Provided text
The ‘new normal’ is accelerating digital transformation, but is it going the right direction?

Digital transformation – a phrase that’s not new in any respect, yet one that has received a new lease of life in this post-COVID world. The term digital transformation became popular in the 90s, had a resurgence in the mid-2000s, and is now one of the hottest topics in business today. While the phrase has remained the same, the definition on the other hand has evolved significantly over the years. What started as a need to ‘digitize’ workflows in the 90s, has grown into a movement to establish and nurture a true digital culture within the large majority of organizations.

That was before the pandemic. 


An accelerated digital transformation

The rapid movement towards a socially distanced workplace as a result of COVID-19 has led to an acceleration of digital transformations in organizations, worldwide. Yet it may have also reverted the type of transformations that are occurring. Rather than focusing on building an information infrastructure that is robust yet agile and pairing that with a genuine culture that corroborates the uptake of digital –  these hasty transformations are more closely aligned to those of the 1990s. 

We have all probably seen versions of this image floating around the internet (this one is sourced from an article on Forbes). While it is intended as a ‘tongue in cheek’ reference to how organizations – while many have had the best intentions when it comes to digital transformation – have largely had their hand forced by the global pandemic.

Don’t get us wrong – a digital transformation of any ilk is valuable, and in many cases, critical for organizations to continue operating in the ‘new normal’. Yet, those that were enforced solely as a means of responding to the pandemic run the risk of being worryingly shortsighted. In a recent Gartner article, Sandy Shen, Senior Director Analyst said; “This is a wake-up call for organizations that have placed too much focus on daily operational needs at the expense of investing in digital business and long-term resilience. Businesses that can shift technology capacity and investments to digital platforms will mitigate the impact of the outbreak and keep their companies running smoothly now, and over the long term.”

Bearing in mind that this was quoted in early March when we were yet to truly realize the impact of the planetary lockdown, but the sentiment is still entirely valid. Yes, organizations need to respond quickly to the immediate impact of remote working, etc, but this can’t be at the cost of the ‘ultimate prize’,  a digital transformation that lasts beyond tomorrow. 


A digital transformation that lasts

So, what can organizations do to focus on a digital transformation that meets their immediate needs while ensuring it won’t cause a massive organizational headache in years to come? Well, one answer is to make information the center of your digital transformation. More specifically, building yourself an information infrastructure that is robust enough to meet your needs today, yet agile enough to respond to the challenges of tomorrow.

Consider the information you have within your organization that is critical to your day-to-day workflows. What about the external content that you rely on to keep you informed of global ongoing? The real-time financial data, critical in your decision-making? Internal datasets locked siloed away that could have saved you hours of additional research? The list is almost limitless, as is the size of the data pool we are referring to.

Now consider the pace at which information is increasing. Conservative estimates expect our global daily data-production to increase 100-fold by 2025. In an interview in i-Scoop with AIIM President, John Mancini defines this as “information and data chaos”. He then outlines the four core problems that this chaos causes in relation to a successful digital transformation as:

  1. How do we get any business insight out of the information we are collecting?

Supplied entries
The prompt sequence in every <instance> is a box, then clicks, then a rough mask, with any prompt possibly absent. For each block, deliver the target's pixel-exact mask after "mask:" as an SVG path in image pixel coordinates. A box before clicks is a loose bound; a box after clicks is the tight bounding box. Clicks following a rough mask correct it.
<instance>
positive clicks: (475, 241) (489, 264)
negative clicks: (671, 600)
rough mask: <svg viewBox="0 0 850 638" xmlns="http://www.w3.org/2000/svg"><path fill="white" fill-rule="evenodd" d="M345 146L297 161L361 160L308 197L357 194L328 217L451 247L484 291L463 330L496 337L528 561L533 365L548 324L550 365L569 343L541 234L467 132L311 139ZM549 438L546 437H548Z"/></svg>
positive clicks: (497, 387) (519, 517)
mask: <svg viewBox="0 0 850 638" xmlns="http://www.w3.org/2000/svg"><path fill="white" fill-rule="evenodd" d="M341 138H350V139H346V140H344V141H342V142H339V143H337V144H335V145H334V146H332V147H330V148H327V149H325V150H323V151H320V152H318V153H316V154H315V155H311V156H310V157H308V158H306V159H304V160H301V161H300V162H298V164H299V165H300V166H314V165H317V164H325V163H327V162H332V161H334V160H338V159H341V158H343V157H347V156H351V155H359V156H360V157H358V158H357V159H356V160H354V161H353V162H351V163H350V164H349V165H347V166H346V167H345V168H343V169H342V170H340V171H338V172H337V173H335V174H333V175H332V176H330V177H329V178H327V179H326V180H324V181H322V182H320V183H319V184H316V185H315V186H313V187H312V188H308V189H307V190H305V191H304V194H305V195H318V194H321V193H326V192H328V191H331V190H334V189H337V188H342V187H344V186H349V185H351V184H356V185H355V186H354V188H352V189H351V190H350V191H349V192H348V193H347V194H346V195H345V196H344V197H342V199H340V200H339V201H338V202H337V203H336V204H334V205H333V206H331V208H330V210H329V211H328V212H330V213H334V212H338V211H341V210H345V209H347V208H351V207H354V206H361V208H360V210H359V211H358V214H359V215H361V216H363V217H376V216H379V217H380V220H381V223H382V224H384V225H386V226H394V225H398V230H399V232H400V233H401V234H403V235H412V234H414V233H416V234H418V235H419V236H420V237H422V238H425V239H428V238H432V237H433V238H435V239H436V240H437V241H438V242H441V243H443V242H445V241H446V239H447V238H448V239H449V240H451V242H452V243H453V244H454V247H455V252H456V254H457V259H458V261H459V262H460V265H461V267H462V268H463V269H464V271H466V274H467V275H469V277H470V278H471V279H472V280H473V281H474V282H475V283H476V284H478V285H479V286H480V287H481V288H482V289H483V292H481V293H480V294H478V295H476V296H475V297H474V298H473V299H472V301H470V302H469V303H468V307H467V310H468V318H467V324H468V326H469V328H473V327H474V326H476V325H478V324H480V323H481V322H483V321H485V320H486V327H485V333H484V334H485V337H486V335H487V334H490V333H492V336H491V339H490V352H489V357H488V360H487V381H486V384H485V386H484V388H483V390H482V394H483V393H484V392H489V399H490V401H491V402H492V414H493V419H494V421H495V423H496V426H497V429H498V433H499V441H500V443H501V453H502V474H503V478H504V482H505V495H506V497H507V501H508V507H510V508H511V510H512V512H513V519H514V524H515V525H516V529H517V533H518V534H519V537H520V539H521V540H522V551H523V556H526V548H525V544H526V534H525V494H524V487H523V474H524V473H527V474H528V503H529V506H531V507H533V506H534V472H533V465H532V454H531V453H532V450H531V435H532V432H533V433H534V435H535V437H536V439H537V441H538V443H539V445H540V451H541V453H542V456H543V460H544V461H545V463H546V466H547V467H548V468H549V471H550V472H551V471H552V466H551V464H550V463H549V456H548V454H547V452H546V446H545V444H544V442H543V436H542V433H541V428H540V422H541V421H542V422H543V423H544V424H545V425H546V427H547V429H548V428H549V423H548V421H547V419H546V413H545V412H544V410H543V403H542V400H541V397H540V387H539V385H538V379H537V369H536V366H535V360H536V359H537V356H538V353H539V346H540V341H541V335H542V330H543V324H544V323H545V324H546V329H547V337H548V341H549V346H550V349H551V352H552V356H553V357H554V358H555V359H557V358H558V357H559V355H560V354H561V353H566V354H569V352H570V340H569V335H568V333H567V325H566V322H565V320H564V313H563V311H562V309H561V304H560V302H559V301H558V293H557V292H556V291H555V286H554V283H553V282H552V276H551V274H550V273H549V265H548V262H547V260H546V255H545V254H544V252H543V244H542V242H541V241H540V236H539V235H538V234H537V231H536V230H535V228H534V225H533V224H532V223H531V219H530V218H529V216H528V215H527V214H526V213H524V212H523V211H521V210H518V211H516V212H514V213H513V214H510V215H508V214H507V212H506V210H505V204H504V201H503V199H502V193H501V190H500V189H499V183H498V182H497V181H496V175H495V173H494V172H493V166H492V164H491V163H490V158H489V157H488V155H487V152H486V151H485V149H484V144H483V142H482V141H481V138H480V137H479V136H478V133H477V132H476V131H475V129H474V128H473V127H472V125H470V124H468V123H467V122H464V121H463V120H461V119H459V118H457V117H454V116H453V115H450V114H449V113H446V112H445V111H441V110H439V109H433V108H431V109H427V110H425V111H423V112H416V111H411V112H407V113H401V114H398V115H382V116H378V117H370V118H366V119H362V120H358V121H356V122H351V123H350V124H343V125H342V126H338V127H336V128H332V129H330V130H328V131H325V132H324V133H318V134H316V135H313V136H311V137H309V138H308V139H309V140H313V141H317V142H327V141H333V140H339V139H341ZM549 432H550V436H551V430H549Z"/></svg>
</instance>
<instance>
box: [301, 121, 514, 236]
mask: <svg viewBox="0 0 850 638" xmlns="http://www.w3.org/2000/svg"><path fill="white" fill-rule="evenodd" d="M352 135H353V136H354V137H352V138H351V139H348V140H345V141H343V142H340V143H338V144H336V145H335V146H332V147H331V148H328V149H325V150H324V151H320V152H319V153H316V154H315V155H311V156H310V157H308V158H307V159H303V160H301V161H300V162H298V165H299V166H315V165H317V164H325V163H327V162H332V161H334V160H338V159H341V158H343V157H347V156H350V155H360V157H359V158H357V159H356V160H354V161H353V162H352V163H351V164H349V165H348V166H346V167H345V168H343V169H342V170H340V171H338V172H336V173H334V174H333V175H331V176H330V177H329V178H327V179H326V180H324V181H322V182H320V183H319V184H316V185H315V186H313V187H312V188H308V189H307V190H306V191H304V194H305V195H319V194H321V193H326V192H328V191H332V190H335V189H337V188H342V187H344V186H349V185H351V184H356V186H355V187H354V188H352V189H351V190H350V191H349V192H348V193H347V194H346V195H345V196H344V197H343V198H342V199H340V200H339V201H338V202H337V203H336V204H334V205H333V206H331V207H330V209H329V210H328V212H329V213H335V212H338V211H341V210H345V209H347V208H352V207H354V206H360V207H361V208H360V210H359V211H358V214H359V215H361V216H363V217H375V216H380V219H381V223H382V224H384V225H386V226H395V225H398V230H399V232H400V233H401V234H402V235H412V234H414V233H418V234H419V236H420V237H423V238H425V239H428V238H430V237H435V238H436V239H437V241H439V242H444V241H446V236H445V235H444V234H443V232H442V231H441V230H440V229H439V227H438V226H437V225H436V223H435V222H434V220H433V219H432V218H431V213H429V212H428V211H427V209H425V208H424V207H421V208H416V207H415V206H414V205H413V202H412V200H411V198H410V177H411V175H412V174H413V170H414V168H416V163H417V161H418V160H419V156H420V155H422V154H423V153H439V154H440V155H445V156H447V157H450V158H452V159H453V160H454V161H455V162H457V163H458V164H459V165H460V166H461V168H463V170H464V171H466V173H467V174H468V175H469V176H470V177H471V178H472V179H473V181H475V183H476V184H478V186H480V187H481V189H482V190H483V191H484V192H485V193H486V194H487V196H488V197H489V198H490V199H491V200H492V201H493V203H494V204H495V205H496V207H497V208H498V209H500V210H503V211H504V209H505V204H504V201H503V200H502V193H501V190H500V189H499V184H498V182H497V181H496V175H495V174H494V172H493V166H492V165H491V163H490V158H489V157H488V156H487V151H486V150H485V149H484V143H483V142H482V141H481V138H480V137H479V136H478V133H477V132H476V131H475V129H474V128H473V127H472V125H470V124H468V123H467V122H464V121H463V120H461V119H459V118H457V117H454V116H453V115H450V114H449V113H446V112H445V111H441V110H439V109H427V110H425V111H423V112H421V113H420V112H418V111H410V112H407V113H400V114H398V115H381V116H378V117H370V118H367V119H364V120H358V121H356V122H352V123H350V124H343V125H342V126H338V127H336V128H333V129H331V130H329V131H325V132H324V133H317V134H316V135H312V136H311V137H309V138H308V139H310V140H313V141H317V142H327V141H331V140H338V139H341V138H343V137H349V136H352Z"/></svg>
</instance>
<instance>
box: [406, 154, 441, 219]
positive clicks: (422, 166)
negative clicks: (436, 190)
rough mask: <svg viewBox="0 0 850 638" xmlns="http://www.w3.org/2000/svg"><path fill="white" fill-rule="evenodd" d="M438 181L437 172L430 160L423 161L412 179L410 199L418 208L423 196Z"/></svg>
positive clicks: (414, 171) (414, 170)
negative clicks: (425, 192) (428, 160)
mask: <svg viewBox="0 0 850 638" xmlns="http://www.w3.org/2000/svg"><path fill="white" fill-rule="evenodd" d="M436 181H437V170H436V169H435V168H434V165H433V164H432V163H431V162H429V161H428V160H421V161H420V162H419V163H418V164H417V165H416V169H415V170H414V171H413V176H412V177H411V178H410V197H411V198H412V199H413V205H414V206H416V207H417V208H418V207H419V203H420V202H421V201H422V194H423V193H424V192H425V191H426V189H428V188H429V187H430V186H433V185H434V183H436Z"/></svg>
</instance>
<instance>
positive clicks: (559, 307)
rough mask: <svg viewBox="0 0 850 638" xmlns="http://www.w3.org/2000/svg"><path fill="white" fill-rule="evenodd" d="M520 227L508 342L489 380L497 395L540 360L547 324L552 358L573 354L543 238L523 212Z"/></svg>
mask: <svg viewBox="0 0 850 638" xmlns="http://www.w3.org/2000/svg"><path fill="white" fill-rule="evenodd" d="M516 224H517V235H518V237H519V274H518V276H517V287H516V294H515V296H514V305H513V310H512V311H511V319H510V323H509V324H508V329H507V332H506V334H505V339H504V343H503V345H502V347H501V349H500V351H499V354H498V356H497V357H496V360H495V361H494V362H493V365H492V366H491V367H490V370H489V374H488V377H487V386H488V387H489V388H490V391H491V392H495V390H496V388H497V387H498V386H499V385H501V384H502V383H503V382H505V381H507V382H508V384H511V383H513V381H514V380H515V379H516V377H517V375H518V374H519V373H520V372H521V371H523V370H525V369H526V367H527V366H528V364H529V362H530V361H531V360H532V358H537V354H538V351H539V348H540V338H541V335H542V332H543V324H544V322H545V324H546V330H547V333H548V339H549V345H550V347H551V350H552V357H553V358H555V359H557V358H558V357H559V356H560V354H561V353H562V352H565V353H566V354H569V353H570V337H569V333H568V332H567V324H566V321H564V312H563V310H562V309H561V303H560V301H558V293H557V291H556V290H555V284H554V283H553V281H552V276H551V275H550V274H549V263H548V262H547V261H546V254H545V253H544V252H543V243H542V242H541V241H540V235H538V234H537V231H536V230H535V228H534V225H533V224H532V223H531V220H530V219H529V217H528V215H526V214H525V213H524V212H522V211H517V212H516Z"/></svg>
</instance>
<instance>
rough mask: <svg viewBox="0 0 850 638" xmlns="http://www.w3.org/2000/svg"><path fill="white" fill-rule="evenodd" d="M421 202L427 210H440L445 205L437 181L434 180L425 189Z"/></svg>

Task requirements
In the text on digital transformation, rewrite the paragraph beginning "Digital transformation – a phrase that's not new" as a short bulleted list that keeps its main facts.

Output for this exercise
- The phrase "digital transformation" is not new, but it has gained renewed life since COVID.
- It became popular in the 1990s, resurged in the mid-2000s, and is now one of the hottest topics in business.
- The phrase has stayed the same, but its definition has changed significantly.
- It began in the 1990s as a need to digitize workflows.
- It has since become a movement to establish and nurture a true digital culture in most organizations.